Problems and tasks:
A. From the text on the series Girls, copy the part that opens with the words containing "Girls is an" and closes with "her closest friends.".
B. Translate this sentence from the text on the series Girls into Spanish: "Hannah gets a shock when her parents visit Brooklyn from Michigan to announce that they will no longer financially support her."

-------- Selected excerpt --------

What do you get when you cross a group of mid-twenties, female New Yorkers and Lena Dunham’s real life experiences? That’s right, the comedy-drama Girls, starring Lena Dunham, herself, as the main character, Hannah Horvath.
Girls is an American television series created by Lena Dunham, that premiered on HBO on April 15, 2012. The show centres around an aspiring writer, Hannah, and her three friends, Jessa, Shoshanna and Marnie, “who are as messed up as [Hannah] is” (Sheffield, 2012 pg. 32). Hannah gets a shock when her parents visit Brooklyn from Michigan to announce that they will no longer financially support her. She is left to her own devices where she must navigate her twenties alongside her closest friends.
Classed under ‘comedy-drama’, Girls provides audiences with just that, comedy and drama. Lena Dunham, a comedian herself, takes the audience on a comedic journey showing us the typical humiliations, disasters and rare triumphs of the four women. The show has been heralded as “frank and fearless” for it’s “gritty and straightforward approach to taboo topics like abortion, its naturalistic and frank take on sex scenes and the importance of female friendship the show celebrates” (Daalmans 2013, pg. 359). This ‘up-front’ approach is typical of HBO quality drama, known for seeking “discomfort” (Fuller and Driscoll 2015, pg. 258) and exploring “contemporary anxieties” (Johnson 2005, pg. 61).
However, the show adopts an interesting approach on women by suggesting that the girls are all “self-evolved, self-entitled and… unable to define themselves without male influence” (Daalmans 2013, pg. 359). There is a “notion that these women’s sense of self-definition only comes through their relationships with a man”. This provokes a sense of disconnect for women, especially as the show attempts to represent women aged in their 20’s. What is also surprising is that Lena Dunham herself is extremely successful, yet she is portrayed as a character who lacks self-direction. Overall, the show is deficient of the millennial, successful and multi-cultural women, especially in a time period when society is pushing for equality and a positive representation of women.

-------- Extracted entries --------

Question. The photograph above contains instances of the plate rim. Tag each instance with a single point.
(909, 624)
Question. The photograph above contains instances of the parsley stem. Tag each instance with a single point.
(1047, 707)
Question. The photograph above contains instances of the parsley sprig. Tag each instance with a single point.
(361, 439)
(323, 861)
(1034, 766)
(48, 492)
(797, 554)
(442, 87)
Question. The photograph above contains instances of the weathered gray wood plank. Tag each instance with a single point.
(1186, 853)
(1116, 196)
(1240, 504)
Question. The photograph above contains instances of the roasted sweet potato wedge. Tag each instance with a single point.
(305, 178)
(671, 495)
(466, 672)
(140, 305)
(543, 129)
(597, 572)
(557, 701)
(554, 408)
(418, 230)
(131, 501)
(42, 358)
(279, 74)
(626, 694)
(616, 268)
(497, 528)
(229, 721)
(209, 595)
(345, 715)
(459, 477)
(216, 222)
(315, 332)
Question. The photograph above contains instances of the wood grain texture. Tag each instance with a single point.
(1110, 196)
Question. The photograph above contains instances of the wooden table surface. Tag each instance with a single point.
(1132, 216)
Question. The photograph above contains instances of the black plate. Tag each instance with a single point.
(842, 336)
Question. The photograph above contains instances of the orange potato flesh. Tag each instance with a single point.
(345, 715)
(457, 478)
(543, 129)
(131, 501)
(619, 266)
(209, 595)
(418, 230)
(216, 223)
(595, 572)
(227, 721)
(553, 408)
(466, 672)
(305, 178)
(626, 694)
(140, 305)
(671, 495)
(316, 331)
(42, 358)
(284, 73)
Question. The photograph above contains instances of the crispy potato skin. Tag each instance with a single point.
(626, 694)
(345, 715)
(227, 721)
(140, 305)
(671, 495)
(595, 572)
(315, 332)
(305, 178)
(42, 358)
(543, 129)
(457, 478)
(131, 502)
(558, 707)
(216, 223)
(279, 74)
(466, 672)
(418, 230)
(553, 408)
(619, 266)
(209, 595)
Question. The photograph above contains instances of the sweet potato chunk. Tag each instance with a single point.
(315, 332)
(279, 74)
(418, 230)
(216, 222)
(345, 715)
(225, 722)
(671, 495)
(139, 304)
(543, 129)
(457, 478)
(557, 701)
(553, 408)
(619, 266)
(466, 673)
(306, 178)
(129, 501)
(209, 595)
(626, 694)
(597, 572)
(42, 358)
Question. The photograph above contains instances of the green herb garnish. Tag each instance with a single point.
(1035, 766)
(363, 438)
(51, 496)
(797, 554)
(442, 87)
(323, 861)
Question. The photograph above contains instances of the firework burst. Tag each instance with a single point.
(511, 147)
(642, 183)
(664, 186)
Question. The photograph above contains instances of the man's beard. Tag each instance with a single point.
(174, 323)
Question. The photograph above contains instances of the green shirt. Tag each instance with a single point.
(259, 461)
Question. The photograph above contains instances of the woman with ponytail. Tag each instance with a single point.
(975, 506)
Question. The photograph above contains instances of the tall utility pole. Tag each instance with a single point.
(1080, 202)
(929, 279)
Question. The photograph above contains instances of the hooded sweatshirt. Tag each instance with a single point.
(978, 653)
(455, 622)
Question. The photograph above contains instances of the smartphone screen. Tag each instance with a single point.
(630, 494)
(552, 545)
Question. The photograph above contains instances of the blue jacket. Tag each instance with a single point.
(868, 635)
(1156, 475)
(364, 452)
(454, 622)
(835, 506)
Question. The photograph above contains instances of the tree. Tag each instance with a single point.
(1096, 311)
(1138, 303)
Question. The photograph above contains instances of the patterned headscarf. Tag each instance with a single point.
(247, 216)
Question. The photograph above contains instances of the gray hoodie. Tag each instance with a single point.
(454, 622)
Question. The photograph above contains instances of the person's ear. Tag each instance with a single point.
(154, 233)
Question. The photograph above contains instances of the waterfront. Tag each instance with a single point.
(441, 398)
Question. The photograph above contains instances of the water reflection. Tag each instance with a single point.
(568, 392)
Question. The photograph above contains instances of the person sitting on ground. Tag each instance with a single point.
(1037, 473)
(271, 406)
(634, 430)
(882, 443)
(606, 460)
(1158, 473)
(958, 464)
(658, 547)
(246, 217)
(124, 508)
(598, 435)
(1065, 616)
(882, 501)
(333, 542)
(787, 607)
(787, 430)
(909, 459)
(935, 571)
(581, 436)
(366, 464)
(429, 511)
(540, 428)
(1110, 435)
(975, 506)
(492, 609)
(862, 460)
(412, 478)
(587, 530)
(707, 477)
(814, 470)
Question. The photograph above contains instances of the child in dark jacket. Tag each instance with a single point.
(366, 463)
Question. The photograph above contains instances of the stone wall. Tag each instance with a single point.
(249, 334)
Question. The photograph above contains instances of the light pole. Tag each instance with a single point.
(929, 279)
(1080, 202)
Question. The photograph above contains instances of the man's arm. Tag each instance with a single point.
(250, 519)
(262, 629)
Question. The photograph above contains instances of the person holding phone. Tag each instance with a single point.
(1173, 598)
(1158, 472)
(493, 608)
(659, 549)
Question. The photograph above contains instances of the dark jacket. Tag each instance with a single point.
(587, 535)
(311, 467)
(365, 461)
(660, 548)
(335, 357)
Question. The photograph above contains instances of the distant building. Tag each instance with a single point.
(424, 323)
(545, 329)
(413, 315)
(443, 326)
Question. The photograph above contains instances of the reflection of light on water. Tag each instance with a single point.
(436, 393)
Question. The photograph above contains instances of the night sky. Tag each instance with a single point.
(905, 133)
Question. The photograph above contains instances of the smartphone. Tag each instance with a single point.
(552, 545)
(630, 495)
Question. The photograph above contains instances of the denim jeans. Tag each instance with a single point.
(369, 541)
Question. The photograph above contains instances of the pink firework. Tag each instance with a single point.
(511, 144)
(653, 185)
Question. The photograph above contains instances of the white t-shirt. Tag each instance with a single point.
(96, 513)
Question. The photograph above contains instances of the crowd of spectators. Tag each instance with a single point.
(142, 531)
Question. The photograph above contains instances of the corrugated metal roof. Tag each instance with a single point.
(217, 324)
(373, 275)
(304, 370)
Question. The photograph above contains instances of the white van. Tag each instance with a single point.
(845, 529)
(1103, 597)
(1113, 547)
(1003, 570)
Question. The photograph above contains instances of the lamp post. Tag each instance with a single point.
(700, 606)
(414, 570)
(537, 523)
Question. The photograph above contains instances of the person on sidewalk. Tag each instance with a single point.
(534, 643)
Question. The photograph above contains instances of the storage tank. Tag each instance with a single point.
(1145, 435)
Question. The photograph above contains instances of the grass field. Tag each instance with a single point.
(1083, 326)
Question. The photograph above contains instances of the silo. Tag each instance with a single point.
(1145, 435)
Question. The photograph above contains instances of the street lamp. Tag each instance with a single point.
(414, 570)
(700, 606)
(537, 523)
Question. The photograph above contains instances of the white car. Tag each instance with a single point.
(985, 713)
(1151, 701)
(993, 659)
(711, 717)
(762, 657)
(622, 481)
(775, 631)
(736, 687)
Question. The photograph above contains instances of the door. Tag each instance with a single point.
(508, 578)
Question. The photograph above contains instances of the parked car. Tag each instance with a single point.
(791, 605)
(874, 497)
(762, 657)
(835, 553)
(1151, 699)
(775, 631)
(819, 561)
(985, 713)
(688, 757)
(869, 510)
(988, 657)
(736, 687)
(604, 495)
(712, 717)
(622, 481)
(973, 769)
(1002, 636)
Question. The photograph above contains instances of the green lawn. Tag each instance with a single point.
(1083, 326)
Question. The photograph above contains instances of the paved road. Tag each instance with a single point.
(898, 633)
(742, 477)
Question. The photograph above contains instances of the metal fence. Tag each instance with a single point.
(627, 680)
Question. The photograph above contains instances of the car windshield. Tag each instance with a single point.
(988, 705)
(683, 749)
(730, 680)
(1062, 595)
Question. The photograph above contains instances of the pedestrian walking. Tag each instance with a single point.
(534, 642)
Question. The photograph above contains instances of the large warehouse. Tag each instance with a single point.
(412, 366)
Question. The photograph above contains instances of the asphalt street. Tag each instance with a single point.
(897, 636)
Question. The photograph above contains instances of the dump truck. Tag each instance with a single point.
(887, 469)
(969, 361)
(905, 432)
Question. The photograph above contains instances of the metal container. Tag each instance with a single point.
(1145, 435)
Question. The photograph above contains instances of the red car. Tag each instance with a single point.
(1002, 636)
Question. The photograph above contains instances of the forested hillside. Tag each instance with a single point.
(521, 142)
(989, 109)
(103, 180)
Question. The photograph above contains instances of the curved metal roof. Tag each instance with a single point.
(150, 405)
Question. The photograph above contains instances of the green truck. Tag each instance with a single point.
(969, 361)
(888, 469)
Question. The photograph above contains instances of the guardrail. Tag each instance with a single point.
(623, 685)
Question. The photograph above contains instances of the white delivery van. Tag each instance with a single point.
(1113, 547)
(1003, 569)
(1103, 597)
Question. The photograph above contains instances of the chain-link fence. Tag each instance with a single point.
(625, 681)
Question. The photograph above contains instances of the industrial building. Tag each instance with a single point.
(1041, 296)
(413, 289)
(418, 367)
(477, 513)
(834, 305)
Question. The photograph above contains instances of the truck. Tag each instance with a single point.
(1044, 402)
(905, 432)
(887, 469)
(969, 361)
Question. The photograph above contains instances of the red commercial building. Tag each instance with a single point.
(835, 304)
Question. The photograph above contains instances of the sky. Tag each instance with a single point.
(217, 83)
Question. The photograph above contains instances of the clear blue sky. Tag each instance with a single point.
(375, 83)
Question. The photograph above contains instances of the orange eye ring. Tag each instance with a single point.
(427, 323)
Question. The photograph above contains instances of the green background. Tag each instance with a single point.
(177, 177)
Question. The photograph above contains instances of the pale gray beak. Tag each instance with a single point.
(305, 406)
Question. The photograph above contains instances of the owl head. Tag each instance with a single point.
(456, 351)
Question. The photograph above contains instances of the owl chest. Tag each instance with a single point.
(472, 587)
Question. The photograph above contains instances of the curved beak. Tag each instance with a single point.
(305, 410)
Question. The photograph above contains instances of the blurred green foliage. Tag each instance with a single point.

--------

Expected results:
A.
Girls is an American television series created by Lena Dunham, that premiered on HBO on April 15, 2012. The show centres around an aspiring writer, Hannah, and her three friends, Jessa, Shoshanna and Marnie, “who are as messed up as [Hannah] is” (Sheffield, 2012 pg. 32). Hannah gets a shock when her parents visit Brooklyn from Michigan to announce that they will no longer financially support her. She is left to her own devices where she must navigate her twenties alongside her closest friends.

B. Hannah se lleva un golpe cuando sus padres visitan Brooklyn desde Michigan para anunciar que ya no la mantendrán económicamente.